> [Problem to solve]
Your task is to extract the lines from the one holding "Verify that every instance of the dark background" through the end of the material. Set them down exactly and add nothing.

*** Excerpted records ***

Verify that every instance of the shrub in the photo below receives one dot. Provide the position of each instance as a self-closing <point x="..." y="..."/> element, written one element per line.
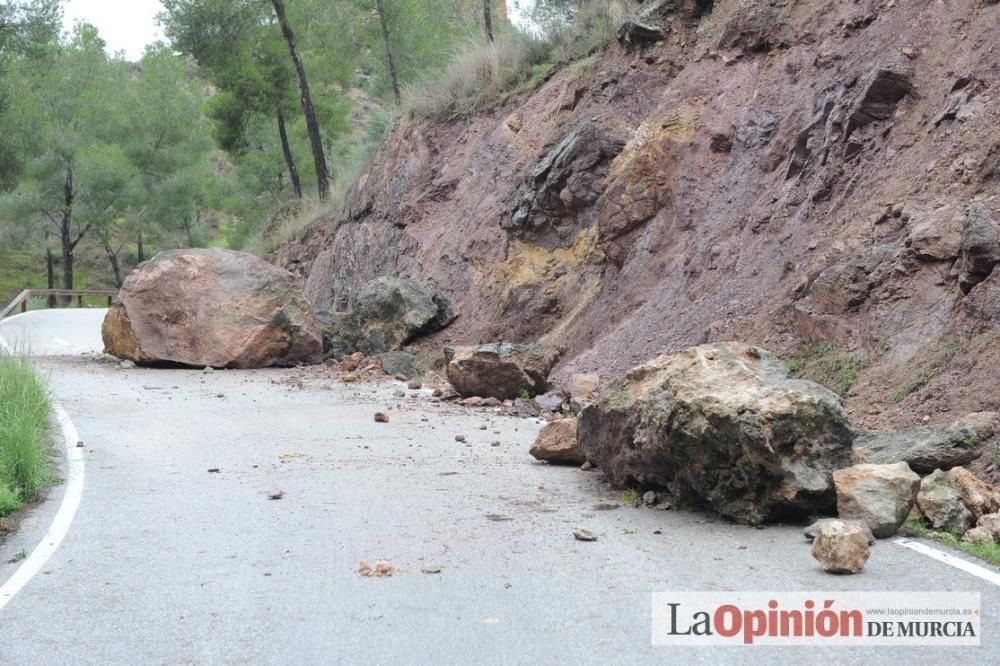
<point x="481" y="74"/>
<point x="24" y="424"/>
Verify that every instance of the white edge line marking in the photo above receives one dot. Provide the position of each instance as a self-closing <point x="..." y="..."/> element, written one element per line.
<point x="947" y="558"/>
<point x="67" y="508"/>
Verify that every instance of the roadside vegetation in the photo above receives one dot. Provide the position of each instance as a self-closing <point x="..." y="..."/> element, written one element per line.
<point x="24" y="426"/>
<point x="941" y="353"/>
<point x="989" y="552"/>
<point x="827" y="363"/>
<point x="248" y="123"/>
<point x="479" y="75"/>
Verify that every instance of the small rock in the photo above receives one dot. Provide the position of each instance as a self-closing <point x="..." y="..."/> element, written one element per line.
<point x="879" y="495"/>
<point x="990" y="523"/>
<point x="381" y="569"/>
<point x="810" y="532"/>
<point x="841" y="547"/>
<point x="941" y="501"/>
<point x="980" y="498"/>
<point x="352" y="362"/>
<point x="582" y="386"/>
<point x="552" y="402"/>
<point x="977" y="535"/>
<point x="556" y="444"/>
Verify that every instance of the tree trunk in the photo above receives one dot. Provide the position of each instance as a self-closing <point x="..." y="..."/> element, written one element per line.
<point x="312" y="125"/>
<point x="66" y="232"/>
<point x="115" y="266"/>
<point x="488" y="19"/>
<point x="293" y="172"/>
<point x="50" y="273"/>
<point x="393" y="73"/>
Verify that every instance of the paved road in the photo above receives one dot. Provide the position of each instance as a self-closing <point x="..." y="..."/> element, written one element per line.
<point x="167" y="563"/>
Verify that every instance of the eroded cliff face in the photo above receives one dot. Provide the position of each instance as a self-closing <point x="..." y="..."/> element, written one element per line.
<point x="772" y="172"/>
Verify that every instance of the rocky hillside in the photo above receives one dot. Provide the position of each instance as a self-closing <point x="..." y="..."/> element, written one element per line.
<point x="818" y="178"/>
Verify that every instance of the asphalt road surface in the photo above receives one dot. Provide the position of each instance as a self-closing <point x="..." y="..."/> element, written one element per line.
<point x="170" y="562"/>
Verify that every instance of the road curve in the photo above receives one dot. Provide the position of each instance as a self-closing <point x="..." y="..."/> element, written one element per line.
<point x="168" y="562"/>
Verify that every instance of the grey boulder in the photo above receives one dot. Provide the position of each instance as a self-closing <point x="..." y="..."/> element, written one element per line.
<point x="879" y="495"/>
<point x="723" y="424"/>
<point x="388" y="313"/>
<point x="926" y="448"/>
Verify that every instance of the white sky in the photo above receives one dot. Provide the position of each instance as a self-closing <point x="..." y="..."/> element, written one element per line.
<point x="126" y="25"/>
<point x="129" y="25"/>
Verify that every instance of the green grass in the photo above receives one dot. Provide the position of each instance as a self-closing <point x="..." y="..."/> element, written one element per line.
<point x="629" y="496"/>
<point x="827" y="363"/>
<point x="949" y="348"/>
<point x="988" y="552"/>
<point x="24" y="424"/>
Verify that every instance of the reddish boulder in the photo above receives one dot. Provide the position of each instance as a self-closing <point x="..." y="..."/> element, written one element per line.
<point x="213" y="308"/>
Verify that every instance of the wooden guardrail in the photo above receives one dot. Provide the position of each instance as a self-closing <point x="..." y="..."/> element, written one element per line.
<point x="52" y="297"/>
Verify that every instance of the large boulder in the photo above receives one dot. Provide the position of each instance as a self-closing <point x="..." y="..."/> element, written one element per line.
<point x="726" y="424"/>
<point x="501" y="370"/>
<point x="841" y="547"/>
<point x="556" y="444"/>
<point x="880" y="495"/>
<point x="926" y="448"/>
<point x="979" y="497"/>
<point x="940" y="500"/>
<point x="388" y="313"/>
<point x="212" y="308"/>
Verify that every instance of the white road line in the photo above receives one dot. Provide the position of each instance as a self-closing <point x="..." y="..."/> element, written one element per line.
<point x="950" y="560"/>
<point x="67" y="509"/>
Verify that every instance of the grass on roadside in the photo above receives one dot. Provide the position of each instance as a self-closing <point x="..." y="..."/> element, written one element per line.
<point x="989" y="552"/>
<point x="827" y="363"/>
<point x="480" y="74"/>
<point x="24" y="423"/>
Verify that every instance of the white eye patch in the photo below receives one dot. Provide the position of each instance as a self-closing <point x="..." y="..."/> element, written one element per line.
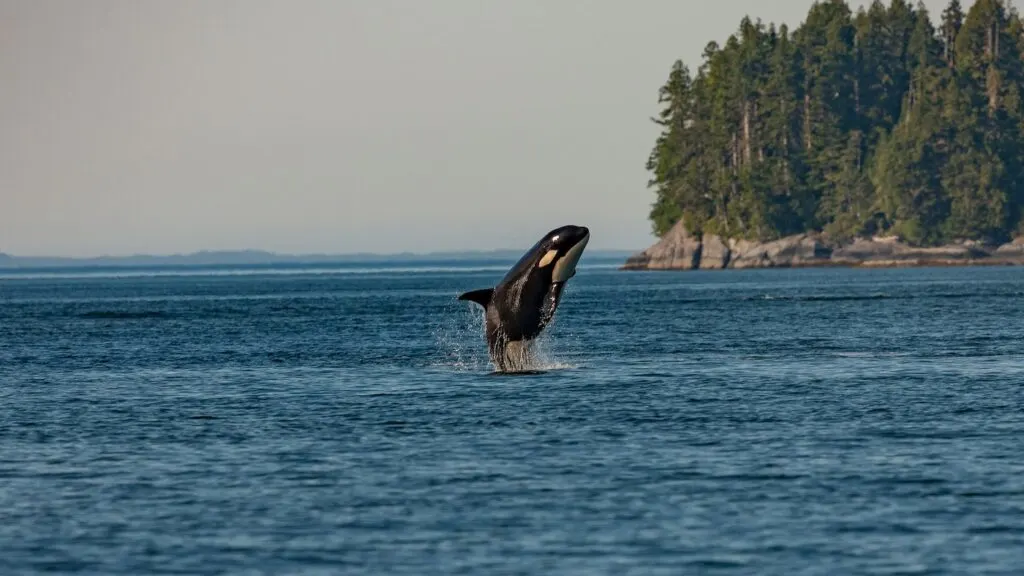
<point x="548" y="258"/>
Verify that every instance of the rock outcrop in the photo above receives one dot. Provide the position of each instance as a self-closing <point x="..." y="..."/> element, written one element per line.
<point x="681" y="250"/>
<point x="677" y="250"/>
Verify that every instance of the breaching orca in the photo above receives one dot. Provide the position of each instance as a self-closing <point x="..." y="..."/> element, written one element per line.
<point x="524" y="301"/>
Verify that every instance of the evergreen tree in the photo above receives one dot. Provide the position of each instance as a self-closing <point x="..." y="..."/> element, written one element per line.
<point x="853" y="124"/>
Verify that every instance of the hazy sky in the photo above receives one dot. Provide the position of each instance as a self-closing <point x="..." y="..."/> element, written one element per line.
<point x="338" y="125"/>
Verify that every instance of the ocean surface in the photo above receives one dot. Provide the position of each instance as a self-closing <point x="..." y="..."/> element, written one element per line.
<point x="346" y="420"/>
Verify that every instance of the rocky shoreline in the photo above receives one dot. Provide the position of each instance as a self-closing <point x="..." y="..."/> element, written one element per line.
<point x="680" y="250"/>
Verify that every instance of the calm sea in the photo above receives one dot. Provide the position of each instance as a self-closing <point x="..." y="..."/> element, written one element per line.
<point x="346" y="420"/>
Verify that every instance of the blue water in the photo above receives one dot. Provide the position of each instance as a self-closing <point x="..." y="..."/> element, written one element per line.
<point x="346" y="420"/>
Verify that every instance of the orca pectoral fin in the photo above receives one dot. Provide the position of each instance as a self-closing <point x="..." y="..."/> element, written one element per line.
<point x="481" y="297"/>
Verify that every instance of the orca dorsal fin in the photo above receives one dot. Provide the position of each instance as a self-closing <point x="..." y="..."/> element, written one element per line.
<point x="481" y="297"/>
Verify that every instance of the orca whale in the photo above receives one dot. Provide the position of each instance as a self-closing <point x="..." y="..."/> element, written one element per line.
<point x="524" y="301"/>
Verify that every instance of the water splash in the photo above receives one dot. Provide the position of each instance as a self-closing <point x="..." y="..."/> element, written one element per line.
<point x="460" y="337"/>
<point x="462" y="345"/>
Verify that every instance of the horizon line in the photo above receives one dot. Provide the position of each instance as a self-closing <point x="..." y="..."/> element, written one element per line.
<point x="271" y="253"/>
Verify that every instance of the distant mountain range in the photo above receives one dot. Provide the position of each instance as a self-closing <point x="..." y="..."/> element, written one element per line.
<point x="261" y="257"/>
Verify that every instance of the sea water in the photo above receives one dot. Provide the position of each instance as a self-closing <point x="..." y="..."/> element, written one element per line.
<point x="342" y="419"/>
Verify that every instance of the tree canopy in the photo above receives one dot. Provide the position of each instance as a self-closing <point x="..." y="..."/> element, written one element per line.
<point x="880" y="121"/>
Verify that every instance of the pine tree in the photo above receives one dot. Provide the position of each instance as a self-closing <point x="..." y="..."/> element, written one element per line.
<point x="877" y="122"/>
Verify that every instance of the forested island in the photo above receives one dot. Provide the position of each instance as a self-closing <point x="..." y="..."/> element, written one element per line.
<point x="877" y="126"/>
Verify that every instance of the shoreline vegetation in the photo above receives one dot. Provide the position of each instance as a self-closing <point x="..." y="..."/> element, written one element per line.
<point x="876" y="137"/>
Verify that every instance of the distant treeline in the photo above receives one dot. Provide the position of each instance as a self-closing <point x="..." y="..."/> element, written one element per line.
<point x="855" y="124"/>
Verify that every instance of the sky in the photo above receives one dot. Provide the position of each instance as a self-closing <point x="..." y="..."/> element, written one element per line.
<point x="337" y="126"/>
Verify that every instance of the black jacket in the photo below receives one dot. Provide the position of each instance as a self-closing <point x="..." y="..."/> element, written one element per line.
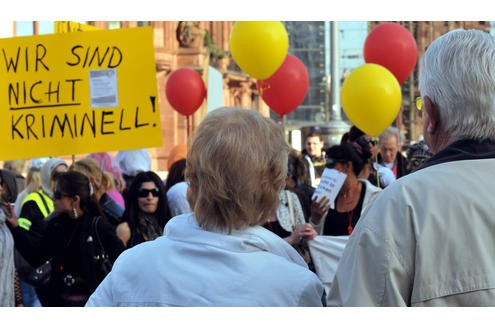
<point x="70" y="244"/>
<point x="113" y="211"/>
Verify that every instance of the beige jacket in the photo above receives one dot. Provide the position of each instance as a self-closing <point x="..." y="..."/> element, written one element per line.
<point x="427" y="240"/>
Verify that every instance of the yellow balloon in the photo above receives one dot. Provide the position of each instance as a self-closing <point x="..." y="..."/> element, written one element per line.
<point x="259" y="48"/>
<point x="371" y="98"/>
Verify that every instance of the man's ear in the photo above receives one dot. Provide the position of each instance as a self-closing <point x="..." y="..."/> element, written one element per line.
<point x="433" y="115"/>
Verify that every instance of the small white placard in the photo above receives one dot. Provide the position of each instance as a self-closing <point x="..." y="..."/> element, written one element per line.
<point x="103" y="88"/>
<point x="330" y="183"/>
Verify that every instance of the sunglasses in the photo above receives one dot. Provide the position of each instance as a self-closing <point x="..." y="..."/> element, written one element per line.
<point x="59" y="195"/>
<point x="370" y="141"/>
<point x="145" y="192"/>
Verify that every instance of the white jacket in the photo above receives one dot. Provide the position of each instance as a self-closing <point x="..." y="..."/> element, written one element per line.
<point x="427" y="240"/>
<point x="370" y="193"/>
<point x="193" y="267"/>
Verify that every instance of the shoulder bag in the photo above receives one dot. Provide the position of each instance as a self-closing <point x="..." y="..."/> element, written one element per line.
<point x="302" y="246"/>
<point x="101" y="260"/>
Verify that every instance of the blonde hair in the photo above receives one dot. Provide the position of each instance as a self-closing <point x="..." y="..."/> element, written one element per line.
<point x="236" y="167"/>
<point x="33" y="181"/>
<point x="103" y="181"/>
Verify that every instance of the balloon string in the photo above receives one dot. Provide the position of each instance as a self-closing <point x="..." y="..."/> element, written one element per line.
<point x="187" y="126"/>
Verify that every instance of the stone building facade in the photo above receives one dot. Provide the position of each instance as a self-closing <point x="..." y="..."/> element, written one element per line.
<point x="194" y="45"/>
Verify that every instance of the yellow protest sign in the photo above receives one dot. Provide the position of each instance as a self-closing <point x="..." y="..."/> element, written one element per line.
<point x="77" y="93"/>
<point x="68" y="26"/>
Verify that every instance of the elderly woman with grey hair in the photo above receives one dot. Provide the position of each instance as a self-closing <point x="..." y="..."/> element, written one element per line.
<point x="219" y="255"/>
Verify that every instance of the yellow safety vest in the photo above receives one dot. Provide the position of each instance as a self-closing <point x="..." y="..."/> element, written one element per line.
<point x="25" y="223"/>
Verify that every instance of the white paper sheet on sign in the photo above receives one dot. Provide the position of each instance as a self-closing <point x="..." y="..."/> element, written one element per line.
<point x="326" y="252"/>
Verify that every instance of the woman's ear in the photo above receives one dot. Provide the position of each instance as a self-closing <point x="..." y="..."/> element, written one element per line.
<point x="432" y="115"/>
<point x="76" y="200"/>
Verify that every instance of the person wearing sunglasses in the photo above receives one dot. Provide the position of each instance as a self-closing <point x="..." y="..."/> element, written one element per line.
<point x="73" y="234"/>
<point x="373" y="170"/>
<point x="146" y="208"/>
<point x="427" y="239"/>
<point x="220" y="255"/>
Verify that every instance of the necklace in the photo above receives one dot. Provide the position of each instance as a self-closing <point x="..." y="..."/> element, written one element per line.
<point x="350" y="214"/>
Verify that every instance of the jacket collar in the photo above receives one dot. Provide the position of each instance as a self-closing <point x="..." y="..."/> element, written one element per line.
<point x="466" y="149"/>
<point x="185" y="228"/>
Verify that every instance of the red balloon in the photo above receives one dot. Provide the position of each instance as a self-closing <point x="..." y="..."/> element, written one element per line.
<point x="392" y="46"/>
<point x="287" y="87"/>
<point x="185" y="91"/>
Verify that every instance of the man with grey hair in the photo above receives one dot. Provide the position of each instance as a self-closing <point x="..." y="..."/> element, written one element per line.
<point x="427" y="239"/>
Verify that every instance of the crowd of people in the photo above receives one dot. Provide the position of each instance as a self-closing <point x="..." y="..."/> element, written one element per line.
<point x="241" y="228"/>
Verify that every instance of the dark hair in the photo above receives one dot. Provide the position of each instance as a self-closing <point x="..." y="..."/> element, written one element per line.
<point x="131" y="202"/>
<point x="75" y="183"/>
<point x="297" y="168"/>
<point x="358" y="152"/>
<point x="315" y="133"/>
<point x="176" y="173"/>
<point x="355" y="133"/>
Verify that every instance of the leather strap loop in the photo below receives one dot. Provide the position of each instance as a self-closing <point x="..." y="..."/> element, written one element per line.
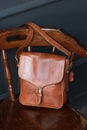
<point x="26" y="43"/>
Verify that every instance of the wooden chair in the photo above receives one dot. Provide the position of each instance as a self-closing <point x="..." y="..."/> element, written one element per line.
<point x="14" y="116"/>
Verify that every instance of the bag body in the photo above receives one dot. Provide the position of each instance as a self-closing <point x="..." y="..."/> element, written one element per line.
<point x="43" y="79"/>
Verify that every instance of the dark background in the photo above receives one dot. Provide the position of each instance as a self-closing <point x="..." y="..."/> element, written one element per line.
<point x="69" y="15"/>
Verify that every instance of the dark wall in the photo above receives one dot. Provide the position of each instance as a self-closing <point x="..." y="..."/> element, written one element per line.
<point x="70" y="15"/>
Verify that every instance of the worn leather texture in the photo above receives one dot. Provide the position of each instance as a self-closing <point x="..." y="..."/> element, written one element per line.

***

> [Right answer]
Verify that every instance of the dark background in the photo above receives one dot. Provide the position of each instance as a self-closing <point x="..." y="..."/> element, written one element per line.
<point x="69" y="15"/>
Verify that every instance of the dark wall in the photo above receives one dot. Provide the position of each instance as a self-closing <point x="..." y="..."/> element, written one element per line.
<point x="70" y="15"/>
Verify that every instance of the worn leather texture in the photo above receives one dot. Provide the position of each instance as a self-closing <point x="..." y="..."/> element, written one element per line.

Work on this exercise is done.